Right, that scope mismatch is the crux of the issue. I had imagined that
if you're really closing the object database you might want to just
throw away all of the object structs. But we don't have a way to do that
(and in general I'd be slightly scared if we did, since lots of code
likes to think of object pointers as immutable).

I don't know if your solution works, though. If I "partially" load a
commit (i.e., its "parsed" flag is 1, but maybe_tree is still NULL, not
having been loaded from the graph yet), then that commit object depends
on the slab. If we later ask the commit about its tree, then it needs to
refer to the slab to see if it came from the graph. Right now that
happens in the global slab. If we did it in a per-object-store slab,
we'd need each commit to know which object store it came from!

Of course we do have a "struct repository" argument in
repo_get_commit_tree(). So...maybe that's enough? It still doesn't get
us all the way there, though. In this case the culprit was submodules,
and we really would be closing an alternate repo. But we have actual
calls to close_commit_graph() sprinkled around. Any code which closes
any commit-graph and then still accesses a "struct commit" is
potentially buggy.

I think a simpler solution would be that upon clearing the slab, we
either "finish" each commit (filling in the maybe_tree field) or
"unparse" it (unsetting the parsed flag, and then doing a regular and/or
graph lookup if it is accessed again later).

It should be easy-ish to iterate through the slab and look at the
commits that are mentioned in it. Though maybe not? Each commit knows
its slab-id, but I'm not sure if we have a master list of commits to go
the other way.

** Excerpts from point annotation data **
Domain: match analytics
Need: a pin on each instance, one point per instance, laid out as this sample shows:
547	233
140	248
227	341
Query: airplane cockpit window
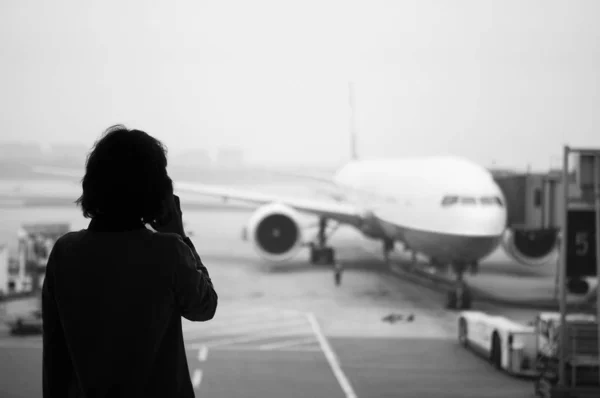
491	200
449	200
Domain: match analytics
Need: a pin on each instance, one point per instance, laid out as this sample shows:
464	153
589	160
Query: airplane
447	208
444	207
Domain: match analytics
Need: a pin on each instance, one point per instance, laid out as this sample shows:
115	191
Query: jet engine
531	247
275	232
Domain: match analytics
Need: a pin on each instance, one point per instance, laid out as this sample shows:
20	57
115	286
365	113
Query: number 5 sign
581	243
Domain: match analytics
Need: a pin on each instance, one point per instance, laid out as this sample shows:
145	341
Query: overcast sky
504	81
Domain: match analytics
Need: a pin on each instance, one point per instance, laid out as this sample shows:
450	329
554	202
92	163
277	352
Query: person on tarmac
114	293
338	269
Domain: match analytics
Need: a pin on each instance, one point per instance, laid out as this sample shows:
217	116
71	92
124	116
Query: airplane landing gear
460	297
388	246
320	253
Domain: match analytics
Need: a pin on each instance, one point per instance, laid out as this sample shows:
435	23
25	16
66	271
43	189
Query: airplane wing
341	212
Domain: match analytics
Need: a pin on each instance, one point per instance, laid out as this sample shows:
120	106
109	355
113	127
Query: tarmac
286	330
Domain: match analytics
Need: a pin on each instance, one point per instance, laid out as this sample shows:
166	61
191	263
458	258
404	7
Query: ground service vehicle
20	304
533	349
509	345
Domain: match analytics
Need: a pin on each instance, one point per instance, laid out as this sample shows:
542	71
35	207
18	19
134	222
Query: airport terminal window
449	200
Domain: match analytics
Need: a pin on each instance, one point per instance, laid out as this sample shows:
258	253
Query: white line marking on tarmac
331	358
243	339
286	343
254	348
202	353
197	378
249	328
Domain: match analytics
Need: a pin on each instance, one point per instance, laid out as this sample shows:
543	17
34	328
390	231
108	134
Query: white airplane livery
447	208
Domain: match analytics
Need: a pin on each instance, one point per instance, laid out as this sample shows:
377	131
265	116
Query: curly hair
126	176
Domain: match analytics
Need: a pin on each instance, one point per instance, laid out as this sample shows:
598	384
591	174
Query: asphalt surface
288	331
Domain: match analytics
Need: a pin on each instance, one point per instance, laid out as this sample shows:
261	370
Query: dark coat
112	302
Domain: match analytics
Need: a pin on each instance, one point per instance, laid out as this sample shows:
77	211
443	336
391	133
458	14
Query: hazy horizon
501	83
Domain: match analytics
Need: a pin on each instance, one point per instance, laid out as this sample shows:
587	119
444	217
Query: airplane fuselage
447	208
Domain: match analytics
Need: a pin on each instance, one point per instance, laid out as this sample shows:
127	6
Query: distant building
230	158
196	158
20	151
67	154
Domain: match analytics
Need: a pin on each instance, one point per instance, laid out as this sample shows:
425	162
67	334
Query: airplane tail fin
353	153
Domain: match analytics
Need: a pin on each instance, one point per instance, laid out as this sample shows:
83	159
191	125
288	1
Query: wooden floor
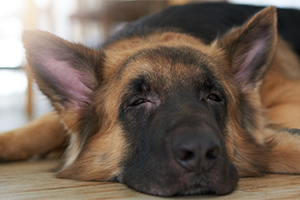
33	180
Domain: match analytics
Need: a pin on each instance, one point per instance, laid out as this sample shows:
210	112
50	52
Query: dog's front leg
38	137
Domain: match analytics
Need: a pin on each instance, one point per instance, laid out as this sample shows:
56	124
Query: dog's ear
250	48
66	73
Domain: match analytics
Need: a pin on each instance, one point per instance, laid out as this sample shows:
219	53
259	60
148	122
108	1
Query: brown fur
253	149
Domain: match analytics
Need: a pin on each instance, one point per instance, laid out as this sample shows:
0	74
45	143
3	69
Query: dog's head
164	114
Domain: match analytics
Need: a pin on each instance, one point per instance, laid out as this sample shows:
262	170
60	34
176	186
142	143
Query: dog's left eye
214	97
138	102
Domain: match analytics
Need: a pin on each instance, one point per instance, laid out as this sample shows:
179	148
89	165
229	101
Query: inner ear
250	48
67	73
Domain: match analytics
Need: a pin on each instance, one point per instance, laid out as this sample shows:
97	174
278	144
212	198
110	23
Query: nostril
212	154
186	155
196	151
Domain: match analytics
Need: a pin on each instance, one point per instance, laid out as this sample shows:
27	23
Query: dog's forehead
163	65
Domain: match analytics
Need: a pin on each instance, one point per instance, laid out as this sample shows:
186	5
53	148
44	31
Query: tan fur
39	137
274	100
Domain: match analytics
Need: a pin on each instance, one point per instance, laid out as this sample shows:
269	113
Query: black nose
196	151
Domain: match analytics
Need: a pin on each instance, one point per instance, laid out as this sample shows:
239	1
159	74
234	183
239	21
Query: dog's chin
201	184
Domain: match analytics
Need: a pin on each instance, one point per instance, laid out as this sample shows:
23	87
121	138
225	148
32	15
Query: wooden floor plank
34	180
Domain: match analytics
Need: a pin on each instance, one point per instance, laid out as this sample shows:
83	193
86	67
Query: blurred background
87	21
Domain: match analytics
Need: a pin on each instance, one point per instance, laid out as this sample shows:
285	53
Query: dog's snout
196	151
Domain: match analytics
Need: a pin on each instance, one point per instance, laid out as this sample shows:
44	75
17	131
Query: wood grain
34	180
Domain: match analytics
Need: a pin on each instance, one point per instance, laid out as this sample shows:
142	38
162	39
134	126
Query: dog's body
180	102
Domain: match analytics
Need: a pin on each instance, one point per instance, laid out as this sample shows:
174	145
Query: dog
181	102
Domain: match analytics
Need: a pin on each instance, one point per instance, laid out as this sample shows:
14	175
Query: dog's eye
138	102
214	97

** Requests **
1 > Return the part of the commit-graph discussion that runs from "Right, that scope" up to and including "it came from!", copied word for word.
2 > Answer these questions using the commit-graph discussion:
(a) Which function already takes a "struct repository" argument?
(b) What does the writer name as the culprit in this case?
(c) What does each commit know, according to the last paragraph?
3 > Translate this sentence from the commit-graph discussion into Spanish: "Right, that scope mismatch is the crux of the issue."

** Results for each task **
1 >
Right, that scope mismatch is the crux of the issue. I had imagined that
if you're really closing the object database you might want to just
throw away all of the object structs. But we don't have a way to do that
(and in general I'd be slightly scared if we did, since lots of code
likes to think of object pointers as immutable).

I don't know if your solution works, though. If I "partially" load a
commit (i.e., its "parsed" flag is 1, but maybe_tree is still NULL, not
having been loaded from the graph yet), then that commit object depends
on the slab. If we later ask the commit about its tree, then it needs to
refer to the slab to see if it came from the graph. Right now that
happens in the global slab. If we did it in a per-object-store slab,
we'd need each commit to know which object store it came from!

2 >
(a) repo_get_commit_tree()
(b) Submodules
(c) Its slab-id

3 > Cierto, ese desajuste de alcance es el quid del problema.